[Reading passage]
Skip to Main Content


Skip Nav Destination

Obesity Associated with Precursor to MM

March 21, 2024

April 2024

Anna Azvolinsky, PhD

Anna Azvolinsky, PhD, is a freelance medical and science-journalist based in New York City.

Obesity is an established, modifiable risk factor for the development of multiple myeloma (MM). Now, in a new study, researchers provide evidence that obesity may also be associated with the precursor to MM, monoclonal gammopathy of undetermined significance (MGUS). The research also shows an inverse association between high levels of physical activity and risk of MGUS. The work, published in Blood Advances, suggests that exercise or weight loss may help prevent the development of MM at earlier premalignant stages.

“While intriguing and hypothesis-generating, it is important to emphasize that this is a cross- sectional study that describes associations — and not causal mechanisms — between risk factors and disease,” said lead study author David J. Lee, MD, MPH, MMSc, of Massachusetts General Hospital in Boston.

[Given information]
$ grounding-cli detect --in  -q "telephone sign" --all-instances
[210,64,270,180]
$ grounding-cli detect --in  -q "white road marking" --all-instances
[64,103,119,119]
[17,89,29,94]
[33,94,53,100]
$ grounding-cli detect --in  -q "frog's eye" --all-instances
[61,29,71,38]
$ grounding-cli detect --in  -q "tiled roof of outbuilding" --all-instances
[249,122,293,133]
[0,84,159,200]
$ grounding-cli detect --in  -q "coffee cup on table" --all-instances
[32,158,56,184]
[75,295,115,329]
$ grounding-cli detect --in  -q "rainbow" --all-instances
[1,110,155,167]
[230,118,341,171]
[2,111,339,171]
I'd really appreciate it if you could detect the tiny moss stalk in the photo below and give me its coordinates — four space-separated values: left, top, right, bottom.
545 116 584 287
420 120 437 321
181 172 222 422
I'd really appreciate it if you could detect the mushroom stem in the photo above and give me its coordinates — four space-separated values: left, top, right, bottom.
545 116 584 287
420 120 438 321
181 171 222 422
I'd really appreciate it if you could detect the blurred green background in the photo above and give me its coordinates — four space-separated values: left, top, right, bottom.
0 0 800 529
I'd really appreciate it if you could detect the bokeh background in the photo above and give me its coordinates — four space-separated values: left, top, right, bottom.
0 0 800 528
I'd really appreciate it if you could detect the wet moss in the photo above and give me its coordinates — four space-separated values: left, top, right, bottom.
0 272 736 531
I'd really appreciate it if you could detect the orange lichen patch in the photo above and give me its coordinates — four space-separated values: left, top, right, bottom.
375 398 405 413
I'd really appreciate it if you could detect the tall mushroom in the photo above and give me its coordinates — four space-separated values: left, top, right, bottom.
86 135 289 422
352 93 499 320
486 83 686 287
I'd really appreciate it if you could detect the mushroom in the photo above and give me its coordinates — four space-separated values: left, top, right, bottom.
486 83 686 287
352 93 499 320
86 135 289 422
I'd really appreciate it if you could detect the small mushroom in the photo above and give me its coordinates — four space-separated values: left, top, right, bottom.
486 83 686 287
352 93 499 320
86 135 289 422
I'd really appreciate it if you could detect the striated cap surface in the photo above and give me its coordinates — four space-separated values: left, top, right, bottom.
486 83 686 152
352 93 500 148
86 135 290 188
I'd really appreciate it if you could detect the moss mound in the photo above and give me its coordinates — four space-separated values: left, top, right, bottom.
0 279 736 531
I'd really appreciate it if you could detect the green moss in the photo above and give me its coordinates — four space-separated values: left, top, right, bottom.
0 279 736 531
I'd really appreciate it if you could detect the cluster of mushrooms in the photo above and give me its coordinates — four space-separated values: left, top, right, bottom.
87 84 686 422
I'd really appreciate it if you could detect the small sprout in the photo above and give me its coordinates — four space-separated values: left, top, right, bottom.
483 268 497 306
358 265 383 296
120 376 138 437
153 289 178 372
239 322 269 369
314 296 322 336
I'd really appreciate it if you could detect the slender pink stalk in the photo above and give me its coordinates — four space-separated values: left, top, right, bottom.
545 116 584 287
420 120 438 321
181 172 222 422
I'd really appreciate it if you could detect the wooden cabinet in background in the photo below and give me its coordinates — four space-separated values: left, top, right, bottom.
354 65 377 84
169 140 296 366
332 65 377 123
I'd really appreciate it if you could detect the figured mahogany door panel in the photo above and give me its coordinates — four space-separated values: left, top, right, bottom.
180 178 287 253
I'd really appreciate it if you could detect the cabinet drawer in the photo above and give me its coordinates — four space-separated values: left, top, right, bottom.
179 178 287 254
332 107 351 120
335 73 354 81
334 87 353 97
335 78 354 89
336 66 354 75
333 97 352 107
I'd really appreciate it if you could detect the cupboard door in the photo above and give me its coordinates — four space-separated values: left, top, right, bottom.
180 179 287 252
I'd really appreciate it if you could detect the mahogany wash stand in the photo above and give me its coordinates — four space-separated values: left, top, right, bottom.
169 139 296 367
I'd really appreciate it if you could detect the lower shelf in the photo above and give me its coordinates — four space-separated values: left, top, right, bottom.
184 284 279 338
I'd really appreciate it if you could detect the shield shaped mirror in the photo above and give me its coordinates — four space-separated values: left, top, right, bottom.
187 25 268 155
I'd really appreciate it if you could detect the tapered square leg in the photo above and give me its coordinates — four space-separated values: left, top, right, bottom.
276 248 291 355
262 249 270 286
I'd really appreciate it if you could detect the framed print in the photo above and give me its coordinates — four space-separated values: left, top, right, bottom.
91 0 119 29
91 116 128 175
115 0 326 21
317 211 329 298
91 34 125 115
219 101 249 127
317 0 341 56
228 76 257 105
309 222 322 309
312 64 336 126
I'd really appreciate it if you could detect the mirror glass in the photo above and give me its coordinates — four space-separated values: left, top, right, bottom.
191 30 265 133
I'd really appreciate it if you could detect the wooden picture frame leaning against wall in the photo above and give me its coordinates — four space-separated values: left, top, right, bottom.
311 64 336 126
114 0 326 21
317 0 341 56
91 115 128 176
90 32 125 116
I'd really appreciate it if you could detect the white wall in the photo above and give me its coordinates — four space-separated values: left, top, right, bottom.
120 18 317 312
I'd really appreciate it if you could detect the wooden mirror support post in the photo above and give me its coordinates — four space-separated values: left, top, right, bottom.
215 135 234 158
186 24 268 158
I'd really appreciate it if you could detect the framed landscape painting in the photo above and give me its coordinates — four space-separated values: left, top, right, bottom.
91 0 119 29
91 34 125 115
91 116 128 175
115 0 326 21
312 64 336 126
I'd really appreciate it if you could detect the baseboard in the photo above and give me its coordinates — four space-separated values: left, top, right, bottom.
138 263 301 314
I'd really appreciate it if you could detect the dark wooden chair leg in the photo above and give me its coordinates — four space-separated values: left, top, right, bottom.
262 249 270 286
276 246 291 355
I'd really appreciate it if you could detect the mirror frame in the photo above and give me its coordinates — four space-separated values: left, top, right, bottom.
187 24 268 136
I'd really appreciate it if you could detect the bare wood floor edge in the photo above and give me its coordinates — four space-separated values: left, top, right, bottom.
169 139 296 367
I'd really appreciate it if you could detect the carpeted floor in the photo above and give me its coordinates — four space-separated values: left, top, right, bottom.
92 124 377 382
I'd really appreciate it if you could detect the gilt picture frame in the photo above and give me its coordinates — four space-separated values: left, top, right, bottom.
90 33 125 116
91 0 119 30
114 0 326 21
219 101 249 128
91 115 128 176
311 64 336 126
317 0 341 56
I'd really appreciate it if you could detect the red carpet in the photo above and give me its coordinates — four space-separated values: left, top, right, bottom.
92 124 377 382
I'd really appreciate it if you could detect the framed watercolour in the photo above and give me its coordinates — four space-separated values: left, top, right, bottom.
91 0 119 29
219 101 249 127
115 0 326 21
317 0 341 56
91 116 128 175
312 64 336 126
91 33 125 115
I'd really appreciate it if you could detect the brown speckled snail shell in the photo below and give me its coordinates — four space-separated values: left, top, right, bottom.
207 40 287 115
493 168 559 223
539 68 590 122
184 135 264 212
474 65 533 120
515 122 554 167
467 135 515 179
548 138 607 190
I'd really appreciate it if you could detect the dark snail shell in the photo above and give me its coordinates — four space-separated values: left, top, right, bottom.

[Exercise objective] Please copy the full article on obesity and the precursor to multiple myeloma word for word. The rows come from a different source than the article.

[Expected answer]
Skip to Main Content


Skip Nav Destination

Obesity Associated with Precursor to MM

March 21, 2024

April 2024

Anna Azvolinsky, PhD

Anna Azvolinsky, PhD, is a freelance medical and science-journalist based in New York City.

Obesity is an established, modifiable risk factor for the development of multiple myeloma (MM). Now, in a new study, researchers provide evidence that obesity may also be associated with the precursor to MM, monoclonal gammopathy of undetermined significance (MGUS). The research also shows an inverse association between high levels of physical activity and risk of MGUS. The work, published in Blood Advances, suggests that exercise or weight loss may help prevent the development of MM at earlier premalignant stages.

“While intriguing and hypothesis-generating, it is important to emphasize that this is a cross- sectional study that describes associations — and not causal mechanisms — between risk factors and disease,” said lead study author David J. Lee, MD, MPH, MMSc, of Massachusetts General Hospital in Boston.